§ **FRAGMENTO DE TEXTO**:
────────
¡Qué buen gusto!

 

La Administración Estatal de Radio, Cine y Televisión de China ha prohibido la emisión de anuncios de determinados fármacos y  productos de higiene femenina durante las horas del almuerzo y  la comida. A los dirigentes del país oriental no les parecía conveniente que millones de chinos tuvieran que soportar las experiencias hemorroidales de sufridos compatriotas precisamente a la hora en que acostumbran a llevarse a la boca un arroz tres delicias de esos que quitan el hipo y las ganas de más revoluciones culturales.

     Aquí, sin embargo, ya estamos acostumbrados. Y no exactamente a la revolución cultural, sino a padecer el escaso tacto de los anunciantes y  esas cadenas complacientes siempre con el ring ring de la caja de ingresos.
────────
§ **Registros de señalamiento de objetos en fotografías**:
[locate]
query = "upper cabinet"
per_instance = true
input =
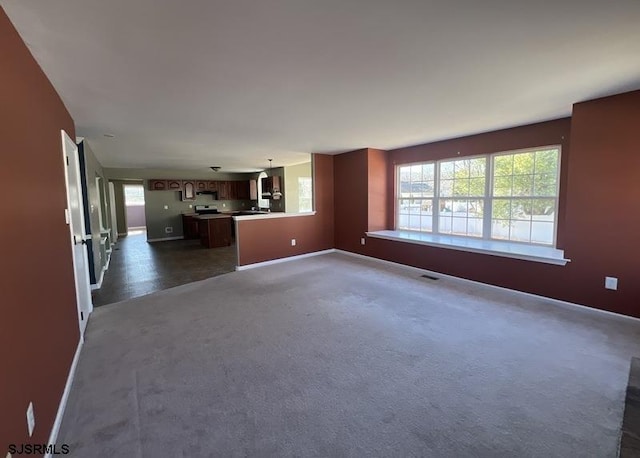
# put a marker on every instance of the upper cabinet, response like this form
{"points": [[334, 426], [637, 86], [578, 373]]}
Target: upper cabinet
{"points": [[188, 190], [271, 185], [225, 190], [174, 185]]}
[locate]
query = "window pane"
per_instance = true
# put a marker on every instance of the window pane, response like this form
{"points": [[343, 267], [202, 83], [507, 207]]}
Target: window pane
{"points": [[460, 187], [476, 208], [542, 232], [446, 170], [520, 231], [547, 161], [523, 185], [544, 184], [502, 185], [523, 163], [461, 168], [503, 165], [446, 188], [478, 168], [500, 229], [521, 209], [459, 226], [501, 209], [476, 186], [428, 172], [475, 226]]}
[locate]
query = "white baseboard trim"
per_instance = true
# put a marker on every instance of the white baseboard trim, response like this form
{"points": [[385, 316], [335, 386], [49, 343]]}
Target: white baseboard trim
{"points": [[287, 259], [165, 239], [65, 397], [561, 303]]}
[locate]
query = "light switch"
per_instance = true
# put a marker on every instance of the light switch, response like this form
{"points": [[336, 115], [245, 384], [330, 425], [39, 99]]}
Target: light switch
{"points": [[611, 283]]}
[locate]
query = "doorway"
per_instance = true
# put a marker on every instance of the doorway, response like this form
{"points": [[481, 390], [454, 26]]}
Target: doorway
{"points": [[134, 208], [74, 214]]}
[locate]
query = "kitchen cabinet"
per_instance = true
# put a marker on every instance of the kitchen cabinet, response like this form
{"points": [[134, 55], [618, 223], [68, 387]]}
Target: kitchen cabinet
{"points": [[215, 231], [271, 184], [188, 190], [190, 227], [158, 185], [224, 190], [174, 185], [242, 190]]}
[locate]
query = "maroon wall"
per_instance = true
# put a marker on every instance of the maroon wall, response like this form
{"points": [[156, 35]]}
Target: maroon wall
{"points": [[38, 309], [597, 218], [602, 224], [267, 239]]}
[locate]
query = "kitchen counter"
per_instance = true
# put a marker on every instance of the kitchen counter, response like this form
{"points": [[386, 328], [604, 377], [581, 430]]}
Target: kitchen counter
{"points": [[211, 216]]}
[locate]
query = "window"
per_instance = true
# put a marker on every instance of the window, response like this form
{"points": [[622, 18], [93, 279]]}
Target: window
{"points": [[510, 196], [305, 194]]}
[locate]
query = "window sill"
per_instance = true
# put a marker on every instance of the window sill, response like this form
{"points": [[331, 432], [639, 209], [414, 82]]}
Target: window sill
{"points": [[548, 255]]}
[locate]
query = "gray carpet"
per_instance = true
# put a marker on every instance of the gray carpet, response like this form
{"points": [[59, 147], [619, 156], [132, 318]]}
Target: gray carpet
{"points": [[337, 356]]}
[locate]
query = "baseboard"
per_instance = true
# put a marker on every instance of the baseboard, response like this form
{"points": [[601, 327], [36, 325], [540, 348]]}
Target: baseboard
{"points": [[165, 239], [559, 302], [287, 259], [65, 397]]}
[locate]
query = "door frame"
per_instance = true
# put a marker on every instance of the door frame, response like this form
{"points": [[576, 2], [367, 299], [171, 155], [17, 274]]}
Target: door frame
{"points": [[78, 242]]}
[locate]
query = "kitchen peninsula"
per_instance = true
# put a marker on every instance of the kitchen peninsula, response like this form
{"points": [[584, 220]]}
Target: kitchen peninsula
{"points": [[214, 230]]}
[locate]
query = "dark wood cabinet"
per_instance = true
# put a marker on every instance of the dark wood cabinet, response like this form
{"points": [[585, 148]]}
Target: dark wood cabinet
{"points": [[190, 227], [174, 185], [271, 184], [215, 232], [224, 190], [242, 190], [158, 185], [188, 190]]}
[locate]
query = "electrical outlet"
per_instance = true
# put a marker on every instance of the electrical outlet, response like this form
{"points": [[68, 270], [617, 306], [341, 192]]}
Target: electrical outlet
{"points": [[611, 283], [31, 419]]}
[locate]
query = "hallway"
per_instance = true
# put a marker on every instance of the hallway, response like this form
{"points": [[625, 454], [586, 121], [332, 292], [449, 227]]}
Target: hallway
{"points": [[138, 267]]}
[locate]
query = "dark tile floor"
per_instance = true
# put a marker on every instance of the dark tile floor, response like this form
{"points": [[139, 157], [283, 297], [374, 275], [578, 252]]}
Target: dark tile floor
{"points": [[138, 267]]}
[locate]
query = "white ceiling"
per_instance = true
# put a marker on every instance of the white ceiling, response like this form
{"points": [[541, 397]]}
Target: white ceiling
{"points": [[189, 84]]}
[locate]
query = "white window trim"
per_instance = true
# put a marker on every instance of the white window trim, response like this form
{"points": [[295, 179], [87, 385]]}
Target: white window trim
{"points": [[487, 198], [516, 250]]}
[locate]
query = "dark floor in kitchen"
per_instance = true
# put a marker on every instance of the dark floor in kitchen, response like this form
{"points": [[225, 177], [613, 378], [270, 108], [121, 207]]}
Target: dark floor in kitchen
{"points": [[138, 267]]}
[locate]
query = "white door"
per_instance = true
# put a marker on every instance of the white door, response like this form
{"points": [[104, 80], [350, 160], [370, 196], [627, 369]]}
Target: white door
{"points": [[112, 207], [75, 219]]}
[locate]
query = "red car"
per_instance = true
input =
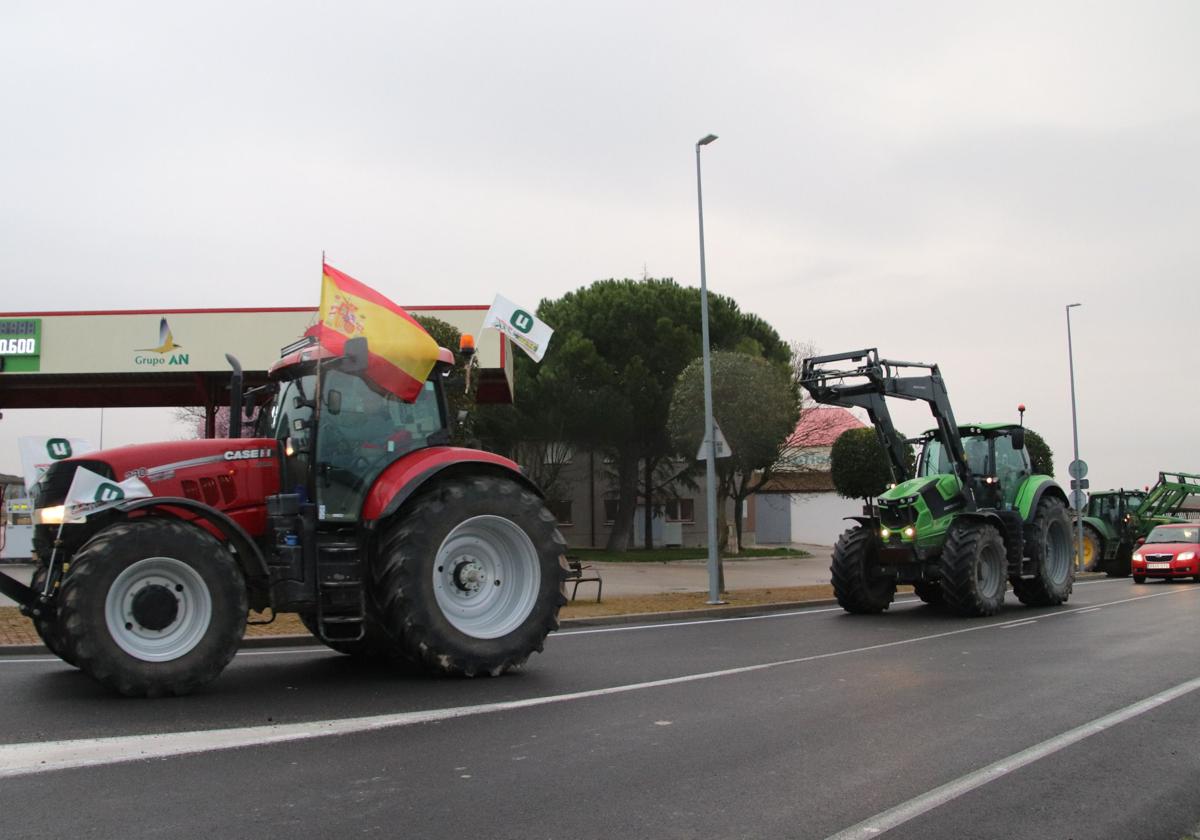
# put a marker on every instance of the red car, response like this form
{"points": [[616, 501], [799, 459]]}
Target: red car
{"points": [[1169, 551]]}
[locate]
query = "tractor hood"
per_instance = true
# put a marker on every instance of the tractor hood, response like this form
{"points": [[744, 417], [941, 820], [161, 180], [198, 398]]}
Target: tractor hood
{"points": [[221, 472]]}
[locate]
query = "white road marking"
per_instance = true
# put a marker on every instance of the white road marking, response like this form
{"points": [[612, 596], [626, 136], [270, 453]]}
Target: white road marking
{"points": [[905, 811]]}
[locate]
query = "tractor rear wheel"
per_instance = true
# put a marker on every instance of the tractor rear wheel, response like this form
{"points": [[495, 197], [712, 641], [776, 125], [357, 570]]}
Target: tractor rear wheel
{"points": [[48, 627], [469, 577], [153, 606], [975, 568], [853, 585], [1093, 549], [930, 592], [1054, 569]]}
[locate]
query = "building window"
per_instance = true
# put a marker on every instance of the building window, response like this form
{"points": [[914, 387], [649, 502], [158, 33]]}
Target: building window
{"points": [[679, 510], [610, 511], [562, 511]]}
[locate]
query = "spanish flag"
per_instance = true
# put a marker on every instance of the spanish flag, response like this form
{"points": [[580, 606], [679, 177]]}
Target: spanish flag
{"points": [[401, 353]]}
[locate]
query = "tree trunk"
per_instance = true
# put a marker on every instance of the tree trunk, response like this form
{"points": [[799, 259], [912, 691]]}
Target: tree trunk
{"points": [[737, 520], [627, 503], [648, 495]]}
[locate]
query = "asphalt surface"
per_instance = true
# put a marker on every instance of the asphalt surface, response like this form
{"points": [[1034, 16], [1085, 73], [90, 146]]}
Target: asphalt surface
{"points": [[1078, 721]]}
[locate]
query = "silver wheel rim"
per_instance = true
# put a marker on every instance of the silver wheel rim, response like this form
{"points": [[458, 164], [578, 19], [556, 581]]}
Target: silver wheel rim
{"points": [[192, 616], [486, 576]]}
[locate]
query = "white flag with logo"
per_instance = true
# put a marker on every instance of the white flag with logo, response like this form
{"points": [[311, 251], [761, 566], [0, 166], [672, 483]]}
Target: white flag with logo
{"points": [[522, 328], [37, 455], [91, 493]]}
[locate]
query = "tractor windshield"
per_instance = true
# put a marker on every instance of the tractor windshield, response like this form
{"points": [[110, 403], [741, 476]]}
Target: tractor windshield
{"points": [[359, 432], [936, 461]]}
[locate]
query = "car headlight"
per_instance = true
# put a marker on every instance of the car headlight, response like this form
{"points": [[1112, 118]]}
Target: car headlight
{"points": [[48, 515]]}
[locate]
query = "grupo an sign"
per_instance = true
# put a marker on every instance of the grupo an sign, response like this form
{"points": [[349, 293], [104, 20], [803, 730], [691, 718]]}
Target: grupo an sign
{"points": [[21, 343]]}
────────
§ **DETALLES DEL EJERCICIO**: Prosiga el artículo sobre la prohibición china de ciertos anuncios en horas de comida a partir de su última oración.

§ **RESPUESTA DEL EJERCICIO**:
Ahora, sea la hora que sea, Concha Velasco nos confiesa que lleva un protector para “esas gotitas” que aparecen de manera desconsiderada cuando no deben. La actriz abandona esa  alegría ye-ye de antaño para inmiscuirse en un halo de  aflicción, de vivencia pesarosa, de procesión y saeta sentida. La incontinencia urinaria está arruinando su jovialidad, y ella sólo ha hallado remedio en ese producto que aparece en escena a la hora del té. Que aunque no estemos en Inglaterra, alguien habrá que tome té, digo yo.

Sea la hora que sea, igual te plantan, sin quererlo ni beberlo, una dentadura postiza en un vaso con agua efervescente. Las cadenas no tienen el menor de los decoros en estos asuntos. Como todo vale para vender, pues se aprovechan y te pillan desprevenido. A traición.

¿Que te vas a comer ese trocito de aguacate con salsa tártara? Pues nada, compresa al canto. ¿Que te dispones a engullir un bocado de merluza a la bilbaína? Pues chúpate anuncio  de plantillas  Devorolor. ¿Que mamá se ha atrincherado en la cocina con papá para desarrollar una nueva receta del brazo de gitano que fabricó Arguiñano la pasada semana? Pues justo cuando vas a devorarlo, te calzan un anuncio de cremas para las almorranas.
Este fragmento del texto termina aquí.